[Dataset excerpt]
▶
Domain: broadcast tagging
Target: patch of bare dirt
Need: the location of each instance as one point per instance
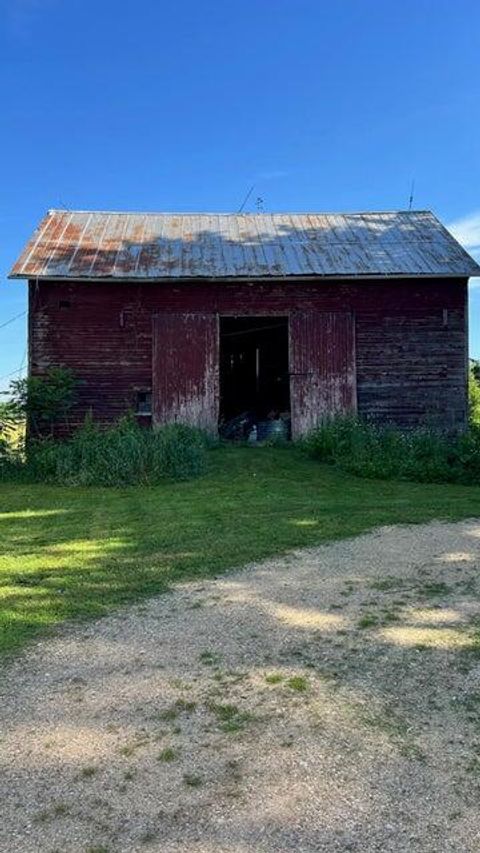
(324, 701)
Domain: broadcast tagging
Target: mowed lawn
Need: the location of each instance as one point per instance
(67, 553)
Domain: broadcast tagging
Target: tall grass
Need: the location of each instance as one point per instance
(124, 454)
(422, 455)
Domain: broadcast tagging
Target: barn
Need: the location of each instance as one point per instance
(202, 318)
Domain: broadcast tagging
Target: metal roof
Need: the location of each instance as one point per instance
(151, 246)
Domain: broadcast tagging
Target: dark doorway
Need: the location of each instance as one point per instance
(254, 373)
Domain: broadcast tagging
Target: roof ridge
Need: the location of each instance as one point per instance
(57, 210)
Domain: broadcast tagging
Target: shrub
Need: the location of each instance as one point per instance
(123, 454)
(474, 397)
(45, 400)
(424, 455)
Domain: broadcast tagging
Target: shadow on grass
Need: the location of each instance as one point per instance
(75, 553)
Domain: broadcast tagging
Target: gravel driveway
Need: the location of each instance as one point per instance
(328, 700)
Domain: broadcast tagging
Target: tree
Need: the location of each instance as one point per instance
(44, 401)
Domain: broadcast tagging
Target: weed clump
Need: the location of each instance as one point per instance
(371, 451)
(121, 455)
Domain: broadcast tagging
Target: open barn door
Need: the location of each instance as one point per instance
(185, 370)
(322, 367)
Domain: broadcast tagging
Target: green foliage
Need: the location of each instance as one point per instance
(424, 455)
(69, 553)
(121, 455)
(44, 400)
(474, 395)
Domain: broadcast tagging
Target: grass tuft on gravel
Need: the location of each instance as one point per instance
(76, 553)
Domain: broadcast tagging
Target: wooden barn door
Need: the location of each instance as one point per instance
(322, 367)
(185, 370)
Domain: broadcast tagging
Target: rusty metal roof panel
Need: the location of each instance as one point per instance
(92, 245)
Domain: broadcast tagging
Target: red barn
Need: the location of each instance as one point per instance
(202, 317)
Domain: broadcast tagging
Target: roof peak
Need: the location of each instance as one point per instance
(57, 210)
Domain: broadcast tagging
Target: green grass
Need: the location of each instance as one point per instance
(77, 552)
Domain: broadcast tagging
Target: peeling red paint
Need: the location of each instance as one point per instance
(409, 366)
(322, 368)
(185, 370)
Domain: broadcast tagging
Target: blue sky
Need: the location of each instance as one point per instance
(183, 106)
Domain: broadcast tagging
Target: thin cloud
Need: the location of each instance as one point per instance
(467, 231)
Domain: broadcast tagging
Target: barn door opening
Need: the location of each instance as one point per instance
(254, 377)
(185, 370)
(322, 366)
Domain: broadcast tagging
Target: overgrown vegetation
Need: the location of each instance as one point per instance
(68, 553)
(44, 401)
(474, 394)
(423, 455)
(120, 455)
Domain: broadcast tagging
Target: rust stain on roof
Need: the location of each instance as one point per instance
(154, 246)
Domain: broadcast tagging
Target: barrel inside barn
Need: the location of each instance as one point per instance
(254, 372)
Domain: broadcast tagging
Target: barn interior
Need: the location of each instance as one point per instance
(254, 377)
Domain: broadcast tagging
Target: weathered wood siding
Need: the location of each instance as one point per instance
(322, 367)
(410, 337)
(185, 373)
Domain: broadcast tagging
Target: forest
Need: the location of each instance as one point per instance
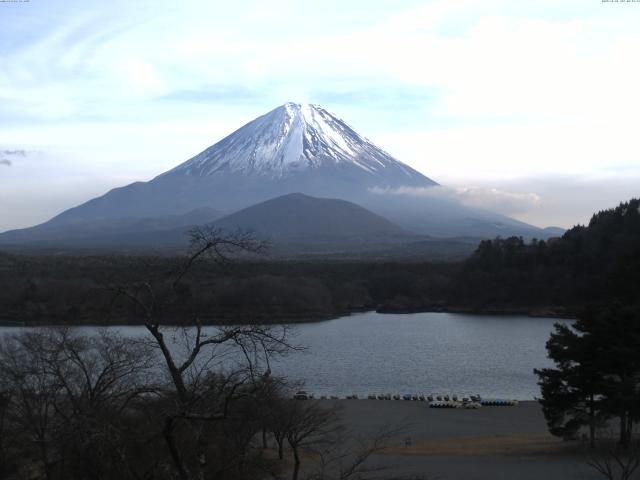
(589, 265)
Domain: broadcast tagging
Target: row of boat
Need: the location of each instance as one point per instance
(435, 401)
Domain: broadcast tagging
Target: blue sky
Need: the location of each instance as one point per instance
(527, 107)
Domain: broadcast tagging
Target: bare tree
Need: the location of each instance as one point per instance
(616, 463)
(65, 394)
(192, 351)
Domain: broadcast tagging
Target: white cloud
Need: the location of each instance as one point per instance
(508, 203)
(482, 92)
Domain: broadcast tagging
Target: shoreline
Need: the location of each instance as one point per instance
(533, 312)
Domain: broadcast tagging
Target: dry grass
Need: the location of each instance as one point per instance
(492, 445)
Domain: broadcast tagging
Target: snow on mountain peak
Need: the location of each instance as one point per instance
(291, 138)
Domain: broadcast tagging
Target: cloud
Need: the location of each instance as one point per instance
(507, 203)
(18, 153)
(10, 153)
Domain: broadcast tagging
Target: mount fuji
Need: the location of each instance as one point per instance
(291, 149)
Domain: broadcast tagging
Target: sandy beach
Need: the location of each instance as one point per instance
(457, 444)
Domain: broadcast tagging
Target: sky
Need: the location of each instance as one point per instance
(529, 108)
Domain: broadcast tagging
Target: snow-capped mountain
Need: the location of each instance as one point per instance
(292, 149)
(292, 139)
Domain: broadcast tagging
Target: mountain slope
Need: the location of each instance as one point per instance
(298, 216)
(293, 148)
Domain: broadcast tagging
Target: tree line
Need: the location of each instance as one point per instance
(181, 402)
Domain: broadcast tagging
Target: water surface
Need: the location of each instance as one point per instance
(423, 352)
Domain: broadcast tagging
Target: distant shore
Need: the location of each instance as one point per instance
(226, 319)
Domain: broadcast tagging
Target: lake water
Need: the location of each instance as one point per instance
(439, 353)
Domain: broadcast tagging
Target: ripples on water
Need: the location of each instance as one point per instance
(422, 352)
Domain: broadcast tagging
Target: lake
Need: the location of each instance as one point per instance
(439, 353)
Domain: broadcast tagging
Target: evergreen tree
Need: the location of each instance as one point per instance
(597, 374)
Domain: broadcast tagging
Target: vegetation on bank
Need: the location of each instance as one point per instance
(176, 403)
(588, 265)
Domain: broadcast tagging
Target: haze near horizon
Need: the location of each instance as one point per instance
(524, 109)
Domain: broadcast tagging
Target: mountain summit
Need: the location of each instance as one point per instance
(293, 139)
(293, 148)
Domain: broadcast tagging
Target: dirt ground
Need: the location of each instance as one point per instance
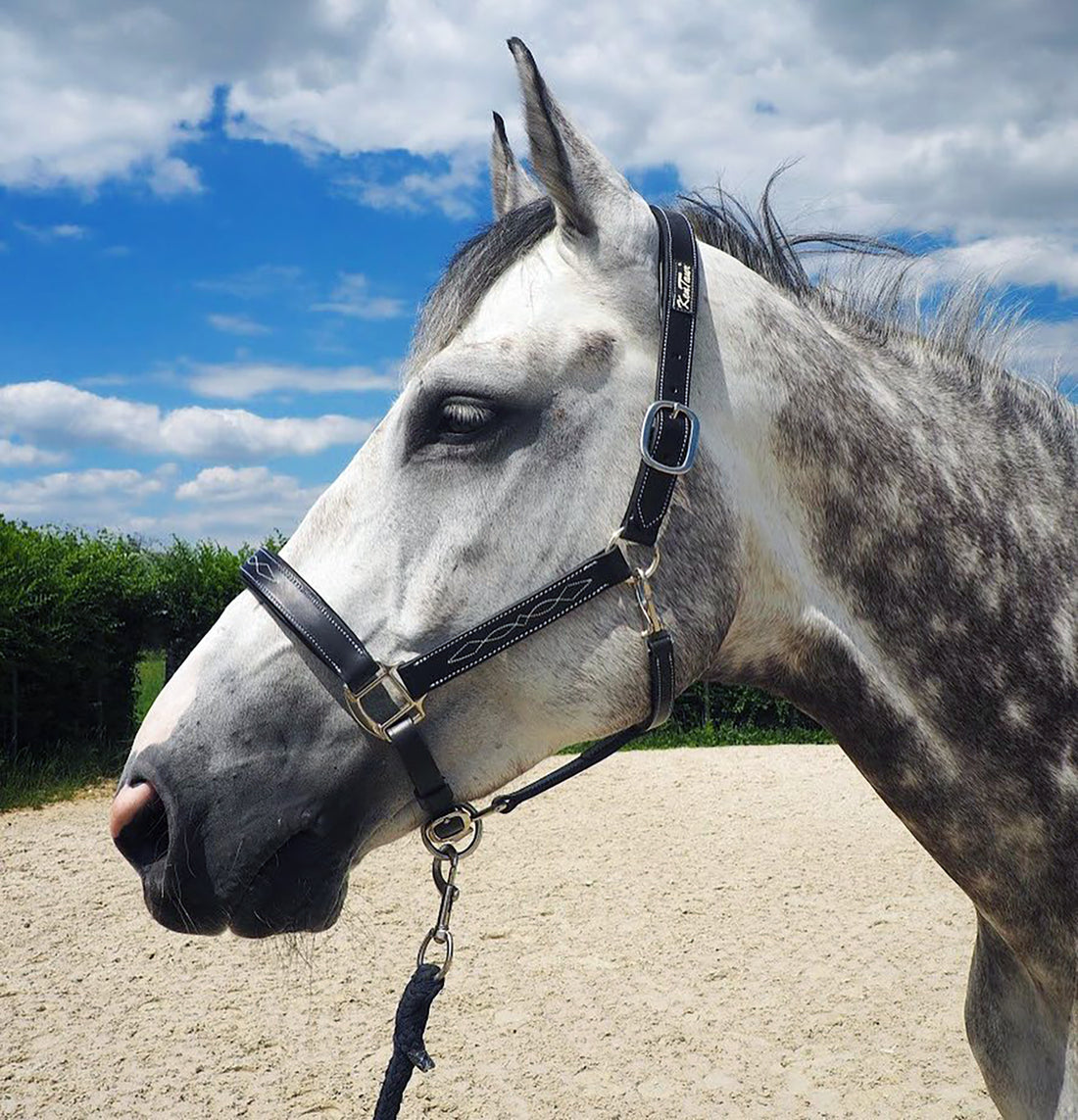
(742, 932)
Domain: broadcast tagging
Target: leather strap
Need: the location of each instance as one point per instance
(668, 446)
(671, 436)
(304, 610)
(325, 633)
(515, 623)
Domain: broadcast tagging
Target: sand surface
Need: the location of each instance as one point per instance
(742, 932)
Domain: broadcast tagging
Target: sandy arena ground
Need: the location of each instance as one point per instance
(725, 933)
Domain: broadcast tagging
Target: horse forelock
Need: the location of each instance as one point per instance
(962, 330)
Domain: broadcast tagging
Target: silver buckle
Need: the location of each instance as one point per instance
(390, 681)
(676, 409)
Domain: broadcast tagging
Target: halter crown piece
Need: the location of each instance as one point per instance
(388, 702)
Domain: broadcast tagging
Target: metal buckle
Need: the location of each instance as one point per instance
(393, 687)
(676, 409)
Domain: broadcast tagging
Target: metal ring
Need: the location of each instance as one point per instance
(439, 938)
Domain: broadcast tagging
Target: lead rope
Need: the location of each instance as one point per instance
(464, 822)
(414, 1009)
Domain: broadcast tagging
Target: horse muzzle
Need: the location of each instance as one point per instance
(258, 856)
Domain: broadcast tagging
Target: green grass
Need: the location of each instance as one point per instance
(151, 680)
(717, 735)
(31, 781)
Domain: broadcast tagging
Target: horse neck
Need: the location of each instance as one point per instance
(906, 577)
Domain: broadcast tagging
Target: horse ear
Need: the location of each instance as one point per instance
(511, 186)
(584, 185)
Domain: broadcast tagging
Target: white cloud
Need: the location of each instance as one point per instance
(244, 380)
(62, 415)
(51, 495)
(955, 118)
(352, 298)
(25, 455)
(236, 325)
(450, 192)
(245, 485)
(65, 231)
(1020, 259)
(1046, 352)
(171, 176)
(259, 282)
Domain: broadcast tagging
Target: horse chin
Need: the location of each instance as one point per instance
(301, 888)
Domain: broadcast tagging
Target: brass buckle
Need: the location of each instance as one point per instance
(407, 706)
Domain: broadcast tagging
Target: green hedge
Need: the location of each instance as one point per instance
(77, 611)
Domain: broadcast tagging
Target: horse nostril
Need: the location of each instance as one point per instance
(139, 824)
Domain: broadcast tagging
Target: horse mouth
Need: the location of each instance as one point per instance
(299, 888)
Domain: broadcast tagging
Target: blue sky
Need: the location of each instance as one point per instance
(210, 268)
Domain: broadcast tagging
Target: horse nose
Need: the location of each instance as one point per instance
(139, 824)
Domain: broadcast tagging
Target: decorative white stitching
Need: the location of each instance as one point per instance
(491, 653)
(474, 647)
(505, 613)
(351, 639)
(265, 592)
(688, 378)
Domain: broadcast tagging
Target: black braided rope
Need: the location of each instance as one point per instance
(409, 1049)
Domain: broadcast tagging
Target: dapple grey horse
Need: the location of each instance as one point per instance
(881, 527)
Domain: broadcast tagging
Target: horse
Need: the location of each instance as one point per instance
(881, 526)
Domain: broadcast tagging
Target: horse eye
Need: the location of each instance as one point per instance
(463, 416)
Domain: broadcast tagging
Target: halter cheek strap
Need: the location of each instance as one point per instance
(388, 702)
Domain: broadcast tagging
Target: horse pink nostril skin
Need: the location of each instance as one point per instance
(127, 803)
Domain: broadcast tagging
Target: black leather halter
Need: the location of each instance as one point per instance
(388, 702)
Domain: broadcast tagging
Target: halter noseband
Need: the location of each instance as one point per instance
(388, 702)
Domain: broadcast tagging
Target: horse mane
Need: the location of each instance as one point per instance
(876, 297)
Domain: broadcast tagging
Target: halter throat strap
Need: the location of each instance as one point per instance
(388, 702)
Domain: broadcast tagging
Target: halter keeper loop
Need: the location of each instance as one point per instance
(692, 443)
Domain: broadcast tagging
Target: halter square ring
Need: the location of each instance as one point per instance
(674, 408)
(397, 692)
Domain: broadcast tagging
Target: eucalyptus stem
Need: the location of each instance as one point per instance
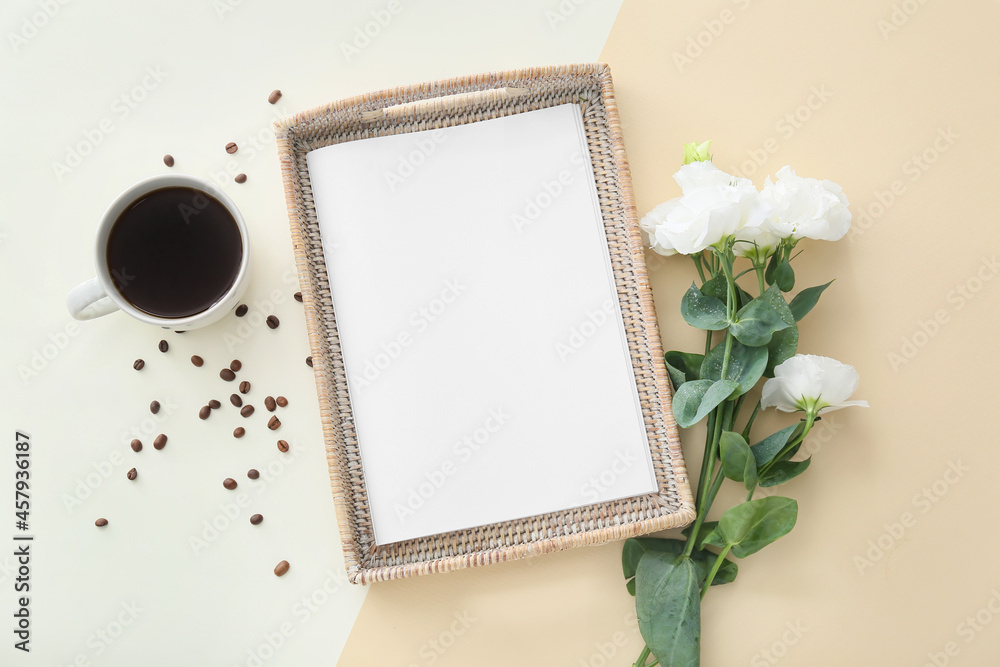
(715, 569)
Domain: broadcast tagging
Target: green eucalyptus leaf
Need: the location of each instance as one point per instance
(694, 400)
(749, 527)
(703, 312)
(738, 463)
(768, 448)
(782, 347)
(716, 287)
(779, 473)
(668, 605)
(758, 320)
(784, 276)
(746, 364)
(687, 399)
(685, 365)
(635, 547)
(805, 300)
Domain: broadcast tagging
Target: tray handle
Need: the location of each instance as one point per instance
(443, 103)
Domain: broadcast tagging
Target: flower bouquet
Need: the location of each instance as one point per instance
(730, 230)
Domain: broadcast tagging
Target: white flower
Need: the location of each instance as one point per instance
(714, 206)
(812, 384)
(806, 207)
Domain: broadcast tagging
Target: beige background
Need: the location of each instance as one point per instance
(892, 560)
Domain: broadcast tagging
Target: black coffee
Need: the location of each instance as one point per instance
(174, 252)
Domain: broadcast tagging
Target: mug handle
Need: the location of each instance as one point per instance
(89, 300)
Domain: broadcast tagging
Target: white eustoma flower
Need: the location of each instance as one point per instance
(812, 384)
(714, 206)
(806, 207)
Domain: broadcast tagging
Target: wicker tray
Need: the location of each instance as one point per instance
(442, 104)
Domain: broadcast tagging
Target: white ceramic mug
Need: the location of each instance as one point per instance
(98, 296)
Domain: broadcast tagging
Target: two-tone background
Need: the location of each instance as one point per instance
(891, 562)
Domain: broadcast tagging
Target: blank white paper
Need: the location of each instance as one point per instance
(487, 364)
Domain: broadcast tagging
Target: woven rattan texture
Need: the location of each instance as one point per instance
(589, 86)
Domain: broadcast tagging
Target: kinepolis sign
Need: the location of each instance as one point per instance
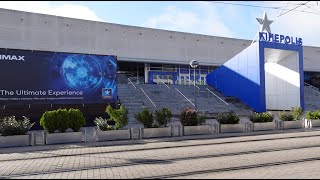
(56, 77)
(270, 37)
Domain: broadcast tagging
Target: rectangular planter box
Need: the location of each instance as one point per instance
(156, 132)
(314, 123)
(291, 124)
(13, 141)
(269, 126)
(61, 138)
(113, 135)
(232, 128)
(194, 130)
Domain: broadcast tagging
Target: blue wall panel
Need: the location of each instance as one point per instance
(240, 77)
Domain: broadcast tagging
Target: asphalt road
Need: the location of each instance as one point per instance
(285, 155)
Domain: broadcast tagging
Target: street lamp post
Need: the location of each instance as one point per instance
(194, 64)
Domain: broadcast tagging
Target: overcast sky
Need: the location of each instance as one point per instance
(235, 19)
◀
### EXERCISE
Pull out each line of the data above that contains the word "surface".

### EXERCISE RESULT
Target: water surface
Target: sand surface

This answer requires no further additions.